> [PASSAGE SHOWN]:
Originally Posted by S-T
I was abt to find out more abt the AoPs textbooks. Wondering if they would be good for self reading. It is not easy to get Higher Level Math/ Science books which are written in a more interesting (ie. not boring) way.
Yes, textbooks so often seem to be written on the assumption that the reader finds the material hard and boring! I think the AoPS books that I've seen are really good. The reader does have to be up for an approach to the material that is based on working on problems first and as the main way of learning. Sometimes even very mathematical kids find that rather threatening, and find more conventional spoon-feeding style books/courses (where it basically just tells you stuff and then tests that you've understood it, maybe with the odd "challenge" question thrown in towards the end of each topic) more congenial; however, to do anything with maths it's essential to get over that fear, and the sooner the better.

> [TO DO]:
Continue the forum discussion of AoPS math textbooks from its last sentence.

> [GIVEN DATA]:
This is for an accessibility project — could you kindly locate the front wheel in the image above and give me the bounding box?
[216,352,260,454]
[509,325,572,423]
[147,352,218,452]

> [ANSWER FOR THIS EXERCISE]:
Ah: do you know about AoPS's Alcumus on-line courses?
http://www.artofproblemsolving.com/Alcumus/Introduction.php

Originally Posted by S-T
I think DS is motivated by how structured the CTY Math courses are, but they are not cheap. At this point of time, I am also thinking if it makes sense to consider a more rounded course (ie. diploma courses), since the international schools in general do not recognise the credit of the individual courses.
Mmm; I don't know exactly what your situation is, but since you were thinking about leaving maths for a bit until your DS asked about CTY presumably finding a credit-bearing course isn't urgent, anyway; maybe experimenting a bit over the next few months would be a good idea before you commit to the next big thing? E.g. tell your DS that it's the holidays so he does recreational maths, and get him some Martin Gardner books or something?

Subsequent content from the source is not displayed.